→ **Records to process**
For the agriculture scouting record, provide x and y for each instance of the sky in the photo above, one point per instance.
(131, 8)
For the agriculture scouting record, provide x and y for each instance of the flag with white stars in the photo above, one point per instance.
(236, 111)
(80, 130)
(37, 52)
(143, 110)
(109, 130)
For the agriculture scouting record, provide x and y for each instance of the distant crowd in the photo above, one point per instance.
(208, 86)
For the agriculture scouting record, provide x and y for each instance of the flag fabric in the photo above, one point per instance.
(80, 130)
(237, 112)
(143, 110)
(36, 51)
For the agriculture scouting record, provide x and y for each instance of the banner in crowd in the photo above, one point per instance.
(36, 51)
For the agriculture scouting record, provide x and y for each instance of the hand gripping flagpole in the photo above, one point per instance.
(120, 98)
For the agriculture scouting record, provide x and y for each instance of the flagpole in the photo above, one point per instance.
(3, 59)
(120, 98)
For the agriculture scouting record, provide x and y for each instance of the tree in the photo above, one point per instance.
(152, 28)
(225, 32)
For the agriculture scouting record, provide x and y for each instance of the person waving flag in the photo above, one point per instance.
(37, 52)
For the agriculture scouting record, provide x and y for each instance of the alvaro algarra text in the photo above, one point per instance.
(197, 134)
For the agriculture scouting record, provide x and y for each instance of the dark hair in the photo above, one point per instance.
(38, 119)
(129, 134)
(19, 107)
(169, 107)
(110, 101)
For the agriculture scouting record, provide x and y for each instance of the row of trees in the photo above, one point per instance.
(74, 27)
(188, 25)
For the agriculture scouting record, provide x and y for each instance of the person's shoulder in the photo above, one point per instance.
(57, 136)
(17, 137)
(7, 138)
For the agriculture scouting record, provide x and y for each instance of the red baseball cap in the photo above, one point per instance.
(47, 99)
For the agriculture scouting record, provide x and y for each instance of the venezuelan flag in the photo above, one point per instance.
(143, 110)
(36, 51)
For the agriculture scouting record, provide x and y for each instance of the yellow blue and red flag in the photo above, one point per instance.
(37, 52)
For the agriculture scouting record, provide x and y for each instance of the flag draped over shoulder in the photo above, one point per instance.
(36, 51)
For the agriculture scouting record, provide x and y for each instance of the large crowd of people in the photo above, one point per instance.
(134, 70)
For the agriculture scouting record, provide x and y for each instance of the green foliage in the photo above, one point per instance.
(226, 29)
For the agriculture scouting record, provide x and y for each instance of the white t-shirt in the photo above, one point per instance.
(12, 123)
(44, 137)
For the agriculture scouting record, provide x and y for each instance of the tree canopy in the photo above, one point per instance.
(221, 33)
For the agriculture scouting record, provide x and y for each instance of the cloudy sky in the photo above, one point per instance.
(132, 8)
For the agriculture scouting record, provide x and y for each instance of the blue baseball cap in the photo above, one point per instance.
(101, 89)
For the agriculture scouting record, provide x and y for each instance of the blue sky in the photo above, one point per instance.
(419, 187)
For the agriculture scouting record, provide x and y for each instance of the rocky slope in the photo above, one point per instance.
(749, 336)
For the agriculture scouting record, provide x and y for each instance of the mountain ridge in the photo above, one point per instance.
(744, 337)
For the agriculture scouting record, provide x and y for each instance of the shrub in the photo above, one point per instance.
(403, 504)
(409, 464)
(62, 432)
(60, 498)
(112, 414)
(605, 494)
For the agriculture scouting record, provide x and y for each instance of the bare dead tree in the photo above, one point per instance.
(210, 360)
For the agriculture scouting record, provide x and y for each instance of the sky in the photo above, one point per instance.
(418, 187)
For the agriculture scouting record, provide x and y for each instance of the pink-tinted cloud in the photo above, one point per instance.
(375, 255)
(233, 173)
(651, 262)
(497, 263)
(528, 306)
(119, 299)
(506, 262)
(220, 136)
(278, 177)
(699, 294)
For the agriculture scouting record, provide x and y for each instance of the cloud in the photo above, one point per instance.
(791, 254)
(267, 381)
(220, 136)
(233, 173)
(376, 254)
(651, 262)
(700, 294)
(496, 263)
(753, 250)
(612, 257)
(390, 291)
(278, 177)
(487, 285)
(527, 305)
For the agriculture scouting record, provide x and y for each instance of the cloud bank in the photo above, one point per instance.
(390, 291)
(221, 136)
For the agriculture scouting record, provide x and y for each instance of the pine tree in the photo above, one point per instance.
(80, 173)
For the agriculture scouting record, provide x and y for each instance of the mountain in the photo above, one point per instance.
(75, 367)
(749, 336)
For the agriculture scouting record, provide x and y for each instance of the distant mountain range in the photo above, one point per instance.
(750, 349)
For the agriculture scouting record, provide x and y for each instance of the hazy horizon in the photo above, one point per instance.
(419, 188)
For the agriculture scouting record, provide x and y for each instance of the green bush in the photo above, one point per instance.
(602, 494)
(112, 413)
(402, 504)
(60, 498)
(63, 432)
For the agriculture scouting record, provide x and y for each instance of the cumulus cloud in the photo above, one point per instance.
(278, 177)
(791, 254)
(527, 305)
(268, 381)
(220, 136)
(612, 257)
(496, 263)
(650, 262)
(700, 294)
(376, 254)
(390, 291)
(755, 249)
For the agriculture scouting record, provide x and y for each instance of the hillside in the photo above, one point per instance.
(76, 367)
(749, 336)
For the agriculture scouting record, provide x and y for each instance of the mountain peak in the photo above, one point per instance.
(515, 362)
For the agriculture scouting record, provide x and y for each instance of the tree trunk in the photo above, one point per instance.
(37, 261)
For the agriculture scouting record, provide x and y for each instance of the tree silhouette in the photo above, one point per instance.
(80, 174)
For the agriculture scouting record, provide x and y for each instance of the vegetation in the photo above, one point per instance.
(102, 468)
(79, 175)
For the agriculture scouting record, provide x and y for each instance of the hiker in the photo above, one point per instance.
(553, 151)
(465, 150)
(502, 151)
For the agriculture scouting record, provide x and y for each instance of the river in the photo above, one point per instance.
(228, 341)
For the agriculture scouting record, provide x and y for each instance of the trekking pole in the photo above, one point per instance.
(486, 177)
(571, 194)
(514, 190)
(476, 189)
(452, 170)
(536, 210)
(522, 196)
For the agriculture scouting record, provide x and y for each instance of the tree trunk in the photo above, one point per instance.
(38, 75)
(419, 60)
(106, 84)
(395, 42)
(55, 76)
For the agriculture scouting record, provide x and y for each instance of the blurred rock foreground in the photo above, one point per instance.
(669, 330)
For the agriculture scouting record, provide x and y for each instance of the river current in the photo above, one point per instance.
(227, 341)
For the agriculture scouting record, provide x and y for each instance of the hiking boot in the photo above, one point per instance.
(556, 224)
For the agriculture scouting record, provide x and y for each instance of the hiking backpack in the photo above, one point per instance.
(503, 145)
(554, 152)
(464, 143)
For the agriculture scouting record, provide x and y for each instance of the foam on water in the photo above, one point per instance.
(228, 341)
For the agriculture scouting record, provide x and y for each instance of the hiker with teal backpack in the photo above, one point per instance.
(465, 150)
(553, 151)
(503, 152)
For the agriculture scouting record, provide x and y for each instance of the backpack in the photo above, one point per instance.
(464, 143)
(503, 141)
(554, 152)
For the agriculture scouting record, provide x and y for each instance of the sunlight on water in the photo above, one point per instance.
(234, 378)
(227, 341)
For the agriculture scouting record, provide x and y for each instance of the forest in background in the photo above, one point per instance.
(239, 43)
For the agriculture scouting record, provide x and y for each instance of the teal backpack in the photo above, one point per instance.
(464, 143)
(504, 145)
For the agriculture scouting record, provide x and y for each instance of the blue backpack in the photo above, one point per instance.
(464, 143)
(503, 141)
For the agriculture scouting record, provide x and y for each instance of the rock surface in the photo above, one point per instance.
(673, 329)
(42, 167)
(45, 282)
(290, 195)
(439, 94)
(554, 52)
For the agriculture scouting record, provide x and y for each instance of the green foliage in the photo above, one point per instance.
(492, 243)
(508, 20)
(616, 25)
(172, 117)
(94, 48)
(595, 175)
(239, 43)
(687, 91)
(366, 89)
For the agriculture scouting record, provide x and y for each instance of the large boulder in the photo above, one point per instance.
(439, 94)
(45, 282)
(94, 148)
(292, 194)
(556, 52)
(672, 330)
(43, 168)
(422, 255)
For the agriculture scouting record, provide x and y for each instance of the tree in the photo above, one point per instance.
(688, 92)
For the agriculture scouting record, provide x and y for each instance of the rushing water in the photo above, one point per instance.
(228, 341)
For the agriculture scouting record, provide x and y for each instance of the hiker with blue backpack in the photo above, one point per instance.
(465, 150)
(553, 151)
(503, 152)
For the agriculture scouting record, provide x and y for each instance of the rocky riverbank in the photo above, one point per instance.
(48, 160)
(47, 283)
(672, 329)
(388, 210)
* * *
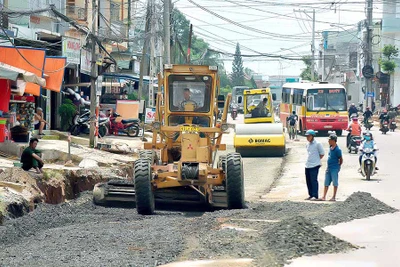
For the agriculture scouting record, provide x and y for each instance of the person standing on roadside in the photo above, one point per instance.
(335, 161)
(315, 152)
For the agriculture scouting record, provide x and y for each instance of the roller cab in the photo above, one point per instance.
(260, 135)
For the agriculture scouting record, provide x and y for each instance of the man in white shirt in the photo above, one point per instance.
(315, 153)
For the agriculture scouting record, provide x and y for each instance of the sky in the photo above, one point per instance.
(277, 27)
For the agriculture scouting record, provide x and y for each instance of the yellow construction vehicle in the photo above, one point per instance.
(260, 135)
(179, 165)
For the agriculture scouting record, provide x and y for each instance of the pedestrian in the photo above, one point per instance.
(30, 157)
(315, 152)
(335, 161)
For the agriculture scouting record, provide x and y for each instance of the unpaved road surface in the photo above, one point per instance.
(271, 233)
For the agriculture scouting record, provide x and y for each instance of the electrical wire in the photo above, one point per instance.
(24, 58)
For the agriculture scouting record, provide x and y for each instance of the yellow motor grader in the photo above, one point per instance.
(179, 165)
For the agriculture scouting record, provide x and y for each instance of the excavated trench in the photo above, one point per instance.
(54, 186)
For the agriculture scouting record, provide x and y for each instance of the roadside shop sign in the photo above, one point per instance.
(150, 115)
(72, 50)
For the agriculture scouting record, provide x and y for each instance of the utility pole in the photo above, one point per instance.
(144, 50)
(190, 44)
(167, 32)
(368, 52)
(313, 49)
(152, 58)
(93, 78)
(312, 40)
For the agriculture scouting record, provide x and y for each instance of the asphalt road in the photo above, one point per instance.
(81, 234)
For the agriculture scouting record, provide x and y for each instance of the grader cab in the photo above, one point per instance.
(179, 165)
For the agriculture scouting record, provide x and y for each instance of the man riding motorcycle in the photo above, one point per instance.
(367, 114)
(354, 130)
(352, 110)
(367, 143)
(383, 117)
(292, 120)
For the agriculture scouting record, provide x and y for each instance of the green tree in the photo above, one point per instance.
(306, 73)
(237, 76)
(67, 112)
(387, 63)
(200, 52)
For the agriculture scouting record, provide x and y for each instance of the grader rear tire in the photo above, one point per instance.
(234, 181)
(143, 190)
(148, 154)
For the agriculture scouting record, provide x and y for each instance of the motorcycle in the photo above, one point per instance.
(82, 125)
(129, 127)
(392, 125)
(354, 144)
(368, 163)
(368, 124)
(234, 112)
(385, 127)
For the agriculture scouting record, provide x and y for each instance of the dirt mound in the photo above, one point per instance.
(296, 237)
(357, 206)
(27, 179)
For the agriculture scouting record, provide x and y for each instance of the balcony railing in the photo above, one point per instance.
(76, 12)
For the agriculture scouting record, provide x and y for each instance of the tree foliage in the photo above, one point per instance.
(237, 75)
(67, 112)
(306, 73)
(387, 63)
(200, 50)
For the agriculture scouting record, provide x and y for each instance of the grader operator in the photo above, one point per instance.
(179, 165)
==
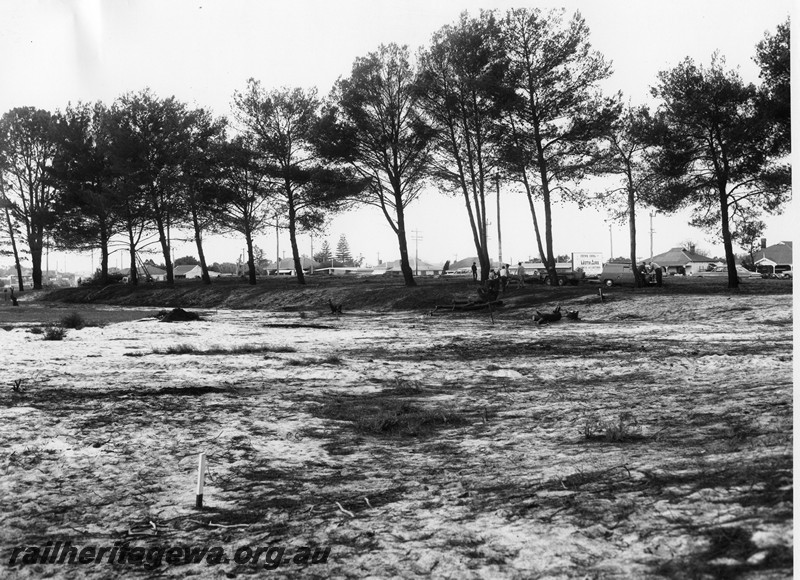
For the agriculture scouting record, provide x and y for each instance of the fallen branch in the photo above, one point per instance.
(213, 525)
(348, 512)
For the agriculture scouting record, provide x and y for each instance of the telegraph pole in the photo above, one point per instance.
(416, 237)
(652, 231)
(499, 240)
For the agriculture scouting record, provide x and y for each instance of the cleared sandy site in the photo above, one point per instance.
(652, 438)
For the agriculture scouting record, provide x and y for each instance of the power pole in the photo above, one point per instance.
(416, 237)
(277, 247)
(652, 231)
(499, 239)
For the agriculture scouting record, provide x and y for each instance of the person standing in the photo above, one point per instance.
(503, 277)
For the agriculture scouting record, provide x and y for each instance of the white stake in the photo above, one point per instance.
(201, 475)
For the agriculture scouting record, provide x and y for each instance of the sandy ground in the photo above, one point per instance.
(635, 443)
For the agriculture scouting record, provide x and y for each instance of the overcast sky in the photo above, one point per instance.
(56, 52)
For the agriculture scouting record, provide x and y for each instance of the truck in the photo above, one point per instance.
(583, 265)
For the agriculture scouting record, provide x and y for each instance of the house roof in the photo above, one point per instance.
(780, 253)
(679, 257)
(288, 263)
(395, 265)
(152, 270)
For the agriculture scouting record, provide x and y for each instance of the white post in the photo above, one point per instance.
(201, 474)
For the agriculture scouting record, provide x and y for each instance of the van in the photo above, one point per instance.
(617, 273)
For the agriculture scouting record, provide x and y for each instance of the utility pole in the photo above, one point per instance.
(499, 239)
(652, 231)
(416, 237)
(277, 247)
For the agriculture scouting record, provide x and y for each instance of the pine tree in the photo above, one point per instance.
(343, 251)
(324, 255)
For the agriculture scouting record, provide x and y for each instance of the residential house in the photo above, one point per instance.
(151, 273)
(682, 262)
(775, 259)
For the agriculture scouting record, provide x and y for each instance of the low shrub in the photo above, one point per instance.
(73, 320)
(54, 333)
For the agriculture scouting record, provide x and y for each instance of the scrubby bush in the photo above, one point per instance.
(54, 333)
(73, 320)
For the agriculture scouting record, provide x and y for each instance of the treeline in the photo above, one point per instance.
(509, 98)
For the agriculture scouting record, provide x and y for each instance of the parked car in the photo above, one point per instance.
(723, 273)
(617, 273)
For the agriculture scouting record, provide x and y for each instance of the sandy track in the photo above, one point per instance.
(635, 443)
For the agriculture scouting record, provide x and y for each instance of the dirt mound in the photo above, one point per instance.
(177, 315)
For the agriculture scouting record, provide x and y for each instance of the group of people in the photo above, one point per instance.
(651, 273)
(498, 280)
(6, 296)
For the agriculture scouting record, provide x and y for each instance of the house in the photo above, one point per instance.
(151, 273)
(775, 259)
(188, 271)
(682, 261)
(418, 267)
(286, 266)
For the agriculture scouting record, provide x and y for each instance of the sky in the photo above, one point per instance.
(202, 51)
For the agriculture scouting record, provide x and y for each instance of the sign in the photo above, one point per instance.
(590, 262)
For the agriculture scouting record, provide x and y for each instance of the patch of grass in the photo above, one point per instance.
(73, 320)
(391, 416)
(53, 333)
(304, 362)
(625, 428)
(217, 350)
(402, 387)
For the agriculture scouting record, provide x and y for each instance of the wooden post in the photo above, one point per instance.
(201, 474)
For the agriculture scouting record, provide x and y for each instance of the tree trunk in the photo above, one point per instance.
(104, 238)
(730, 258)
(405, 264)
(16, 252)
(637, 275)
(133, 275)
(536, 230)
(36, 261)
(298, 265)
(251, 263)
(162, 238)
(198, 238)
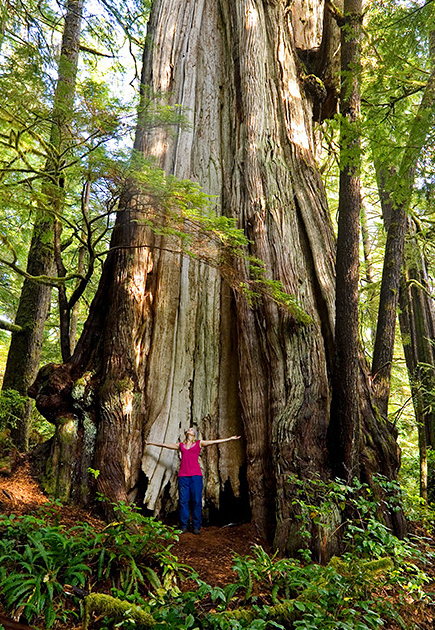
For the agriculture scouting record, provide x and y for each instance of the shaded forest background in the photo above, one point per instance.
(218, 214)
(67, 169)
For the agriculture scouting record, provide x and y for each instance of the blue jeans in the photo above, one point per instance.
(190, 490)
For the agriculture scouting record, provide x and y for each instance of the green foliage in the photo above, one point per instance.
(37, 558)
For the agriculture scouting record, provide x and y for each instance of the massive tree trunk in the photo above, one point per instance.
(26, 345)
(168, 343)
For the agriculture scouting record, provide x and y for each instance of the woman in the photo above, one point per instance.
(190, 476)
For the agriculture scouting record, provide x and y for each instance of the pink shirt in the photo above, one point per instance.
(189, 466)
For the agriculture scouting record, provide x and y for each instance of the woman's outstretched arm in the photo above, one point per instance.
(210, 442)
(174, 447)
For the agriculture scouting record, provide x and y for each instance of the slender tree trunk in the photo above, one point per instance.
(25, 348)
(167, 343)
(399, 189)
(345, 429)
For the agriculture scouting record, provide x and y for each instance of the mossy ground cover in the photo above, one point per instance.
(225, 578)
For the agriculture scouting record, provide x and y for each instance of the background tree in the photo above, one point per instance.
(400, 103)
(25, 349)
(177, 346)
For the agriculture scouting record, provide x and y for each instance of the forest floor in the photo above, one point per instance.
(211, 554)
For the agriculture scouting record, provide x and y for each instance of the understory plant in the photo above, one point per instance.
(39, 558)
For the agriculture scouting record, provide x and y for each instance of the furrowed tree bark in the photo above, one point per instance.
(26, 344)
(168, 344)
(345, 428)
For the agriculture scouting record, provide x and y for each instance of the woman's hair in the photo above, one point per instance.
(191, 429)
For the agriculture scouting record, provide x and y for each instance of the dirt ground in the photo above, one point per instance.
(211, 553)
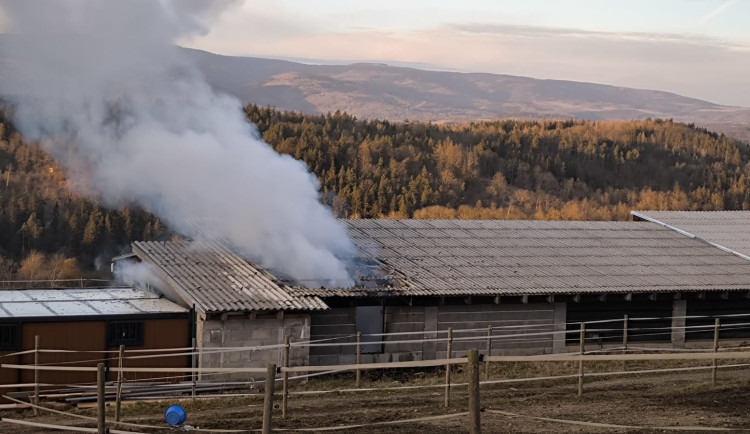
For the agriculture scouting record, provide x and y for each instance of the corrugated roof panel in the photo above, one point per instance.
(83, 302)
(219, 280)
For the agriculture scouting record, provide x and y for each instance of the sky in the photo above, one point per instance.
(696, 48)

→ **Requirements**
Which lines of the material above contain the string "baseball" with matching case? Report each of those lines in full.

→ **Reply**
For the agriculture scouting record, provide x and y for each instance of the red baseball cap in the photo above, one point per instance.
For the agriculture scouting record, provide x and y for each instance of the blue baseball cap in the photo above, one point per instance.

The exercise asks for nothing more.